Source text:
- - -
Justice is peculiarly indispensable to nations. The unjust State is doomed of God to calamity and ruin. This is the teaching of the Eternal Wisdom and of history. "Righteousness exalteth a nation; but wrong is a reproach to nations." "The Throne is established by Righteousness. Let the lips of the Ruler pronounce the sentence that is Divine; and his mouth do no wrong in judgment!" The nation that adds province to province by fraud and violence, that encroaches on the weak and plunders its wards, and violates its treaties and the obligation of its contracts, and for the law of honor and fair-dealing substitutes the exigencies of greed and the base precepts of policy and craft and the ignoble tenets of expediency, is predestined to destruction; for here, as with the individual, the consequences of wrong are inevitable and eternal.
A sentence is written against all that is unjust, written by God in the nature of man and in the nature of the Universe, because it is in the nature of the Infinite God. No wrong is really successful. The gain of injustice is a loss; its pleasure, suffering. Iniquity often seems to prosper, but its success is its defeat and shame. If its consequences pass by the doer, they fall upon and crush his children. It is a philosophical, physical, and moral truth, in the form of a threat, that God visits the iniquity of the fathers upon the children, to the third and fourth generation of those who violate His laws. After a long while, the day of reckoning always comes, to nation as to individual; and always the knave deceives himself, and proves a failure.
- - -
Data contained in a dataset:
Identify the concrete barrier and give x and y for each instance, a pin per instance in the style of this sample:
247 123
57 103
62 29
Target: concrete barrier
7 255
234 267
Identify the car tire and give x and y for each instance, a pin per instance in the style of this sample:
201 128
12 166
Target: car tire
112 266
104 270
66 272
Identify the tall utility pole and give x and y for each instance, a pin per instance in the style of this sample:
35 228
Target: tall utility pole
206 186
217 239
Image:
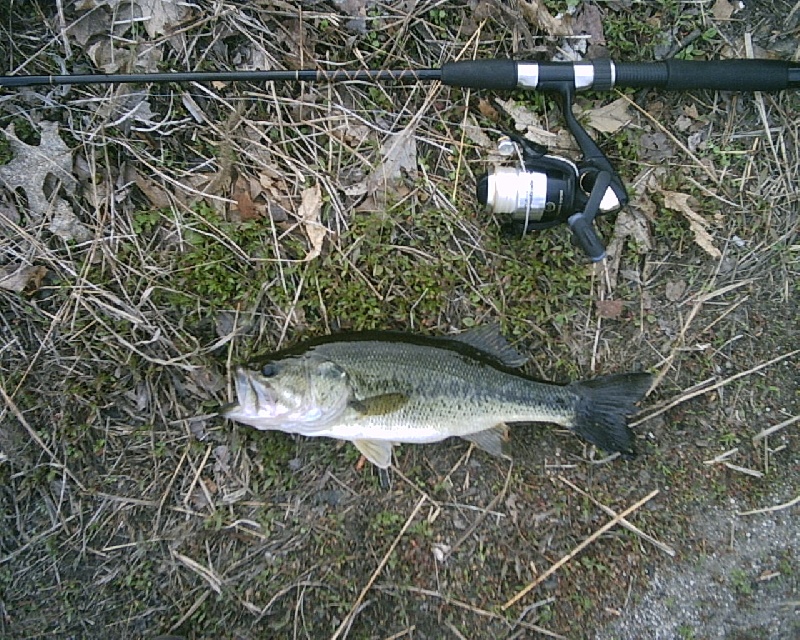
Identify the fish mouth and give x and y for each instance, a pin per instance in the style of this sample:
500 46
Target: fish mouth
253 398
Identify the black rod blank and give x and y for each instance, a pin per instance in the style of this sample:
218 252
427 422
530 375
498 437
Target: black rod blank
723 75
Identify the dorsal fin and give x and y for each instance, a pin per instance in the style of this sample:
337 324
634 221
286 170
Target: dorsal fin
488 339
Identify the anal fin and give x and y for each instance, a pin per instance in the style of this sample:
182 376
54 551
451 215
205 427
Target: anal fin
491 440
378 452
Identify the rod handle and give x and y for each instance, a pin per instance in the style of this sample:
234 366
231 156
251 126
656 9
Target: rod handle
721 75
480 74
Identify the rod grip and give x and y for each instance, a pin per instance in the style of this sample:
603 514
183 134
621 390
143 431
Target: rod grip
721 75
480 74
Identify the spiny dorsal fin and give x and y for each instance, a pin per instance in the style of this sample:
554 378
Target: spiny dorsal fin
491 440
488 339
379 405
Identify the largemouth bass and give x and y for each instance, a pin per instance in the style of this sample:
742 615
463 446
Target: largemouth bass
376 389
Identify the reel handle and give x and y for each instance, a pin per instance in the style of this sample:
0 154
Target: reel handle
581 223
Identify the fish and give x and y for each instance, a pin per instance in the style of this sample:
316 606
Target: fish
376 389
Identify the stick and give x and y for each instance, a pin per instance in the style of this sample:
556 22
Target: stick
610 524
777 427
717 385
348 619
630 527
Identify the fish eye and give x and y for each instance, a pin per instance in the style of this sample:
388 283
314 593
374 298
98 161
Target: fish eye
269 370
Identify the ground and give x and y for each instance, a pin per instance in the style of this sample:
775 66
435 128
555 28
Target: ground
153 235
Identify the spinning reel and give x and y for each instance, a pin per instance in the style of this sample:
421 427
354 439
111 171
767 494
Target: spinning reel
548 190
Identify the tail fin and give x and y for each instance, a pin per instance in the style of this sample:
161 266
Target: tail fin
603 407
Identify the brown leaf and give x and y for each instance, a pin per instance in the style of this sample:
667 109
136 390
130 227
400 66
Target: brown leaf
631 223
488 111
537 14
611 117
723 10
682 202
589 21
675 290
308 213
611 309
245 207
158 196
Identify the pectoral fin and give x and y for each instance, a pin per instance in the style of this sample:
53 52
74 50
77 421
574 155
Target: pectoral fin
379 405
378 452
491 440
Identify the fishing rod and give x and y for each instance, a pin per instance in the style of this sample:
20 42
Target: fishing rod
547 189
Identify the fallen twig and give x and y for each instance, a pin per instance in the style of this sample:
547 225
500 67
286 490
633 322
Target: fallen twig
769 431
348 619
630 527
555 567
717 385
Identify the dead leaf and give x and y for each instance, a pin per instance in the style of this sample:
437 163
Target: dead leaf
308 214
18 279
610 117
723 10
656 147
589 21
631 223
681 202
477 134
675 290
610 309
399 153
536 13
32 164
527 122
48 163
245 207
488 111
162 17
158 196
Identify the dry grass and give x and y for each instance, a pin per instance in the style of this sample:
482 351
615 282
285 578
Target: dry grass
130 510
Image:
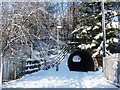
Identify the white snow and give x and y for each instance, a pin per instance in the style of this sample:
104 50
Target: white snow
61 79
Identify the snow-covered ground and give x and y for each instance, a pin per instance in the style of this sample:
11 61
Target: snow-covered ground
61 79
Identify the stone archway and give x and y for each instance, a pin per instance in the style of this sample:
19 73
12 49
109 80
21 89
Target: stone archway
85 63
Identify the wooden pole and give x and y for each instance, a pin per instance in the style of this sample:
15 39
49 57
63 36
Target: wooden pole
103 29
0 46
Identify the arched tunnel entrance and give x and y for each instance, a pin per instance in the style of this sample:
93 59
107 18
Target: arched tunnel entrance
81 60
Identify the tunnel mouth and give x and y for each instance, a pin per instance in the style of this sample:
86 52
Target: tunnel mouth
80 60
76 58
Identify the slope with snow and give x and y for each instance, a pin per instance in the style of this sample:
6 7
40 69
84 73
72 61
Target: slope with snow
60 79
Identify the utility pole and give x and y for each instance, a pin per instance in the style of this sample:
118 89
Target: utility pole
0 46
103 29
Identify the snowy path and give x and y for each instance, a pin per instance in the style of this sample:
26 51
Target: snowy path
61 79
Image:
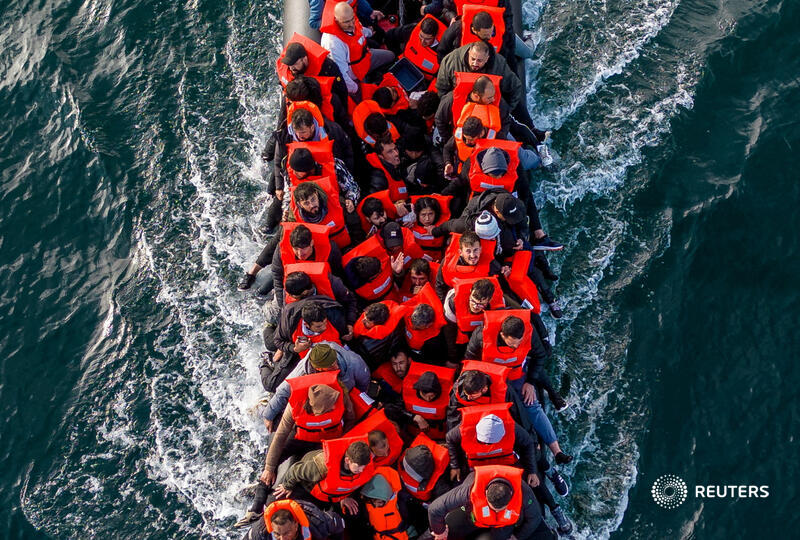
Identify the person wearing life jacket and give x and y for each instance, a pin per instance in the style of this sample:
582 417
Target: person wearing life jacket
346 39
493 498
426 391
330 475
379 330
380 497
292 520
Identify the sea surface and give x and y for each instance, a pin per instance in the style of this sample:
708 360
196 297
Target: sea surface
131 187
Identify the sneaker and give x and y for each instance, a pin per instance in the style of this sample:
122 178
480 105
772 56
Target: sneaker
563 459
559 483
564 524
247 282
248 518
546 244
558 402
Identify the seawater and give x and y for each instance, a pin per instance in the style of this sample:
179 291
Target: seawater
132 184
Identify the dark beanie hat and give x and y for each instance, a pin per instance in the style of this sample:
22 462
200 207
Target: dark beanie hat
301 160
294 52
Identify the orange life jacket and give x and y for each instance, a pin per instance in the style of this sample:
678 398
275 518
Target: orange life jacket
429 410
314 51
319 236
498 375
381 331
334 219
479 181
417 338
311 427
451 270
483 516
336 486
378 422
520 282
388 207
465 80
514 359
319 274
467 36
425 240
478 453
295 509
397 188
418 487
330 334
360 55
360 113
386 520
466 320
381 285
405 294
321 151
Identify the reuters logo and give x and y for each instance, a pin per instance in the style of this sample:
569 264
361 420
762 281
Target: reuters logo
669 491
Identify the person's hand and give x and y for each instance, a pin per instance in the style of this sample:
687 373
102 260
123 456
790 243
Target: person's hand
349 335
528 394
302 344
349 506
422 424
267 476
397 263
533 480
281 492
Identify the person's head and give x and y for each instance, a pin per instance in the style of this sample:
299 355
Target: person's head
499 493
284 525
477 55
378 443
427 210
419 273
427 32
512 330
376 126
469 248
474 384
374 212
480 295
367 268
345 17
302 163
388 151
400 361
472 130
357 457
298 285
482 25
422 317
483 91
307 197
428 104
302 242
314 316
375 315
428 386
303 125
295 58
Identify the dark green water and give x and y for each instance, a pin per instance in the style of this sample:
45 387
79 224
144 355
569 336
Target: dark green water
130 185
- - -
Resume the passage on justice and nations, starting right after its final sentence. The data above is separate material and is not part of the passage on justice and nations.

Hypocrisy is the homage that vice and wrong pay to virtue and justice. It is Satan attempting to clothe himself in the angelic vesture of light. It is equally detestable in morals, politics, and religion; in the man and in the nation. To do injustice under the pretence of equity and fairness; to reprove vice in public and commit it in private; to pretend to charitable opinion and censoriously condemn; to profess the principles of Masonic beneficence, and close the ear to the wail of distress and the cry of suffering; to eulogize the intelligence of the people, and plot to deceive and betray them by means of their ignorance and simplicity; to prate of purity, and peculate; of honor, and basely abandon a sinking cause; of disinterestedness, and sell one's vote for place and power, are hypocrisies as common as they are infamous and disgraceful. To steal the livery of the Court of God to serve the Devil withal; to pretend to believe in a God of mercy and a Redeemer of love, and persecute those of a different faith; to devour widows houses, and for a pretence make long prayers; to preach continence, and wallow in lust; to inculcate humility, and in pride surpass Lucifer; to pay tithe, and omit the weightier matters of the law, judgment, mercy and faith; to strain at a gnat, and swallow a camel; to make clean the outside of the cup and platter, keeping them full within of extortion and excess; to appear outwardly righteous unto men, but within be full of hypocrisy and iniquity, is indeed to be like unto whited sepulchres, which appear beautiful outward, but are within full of bones of the dead and of all uncleanness.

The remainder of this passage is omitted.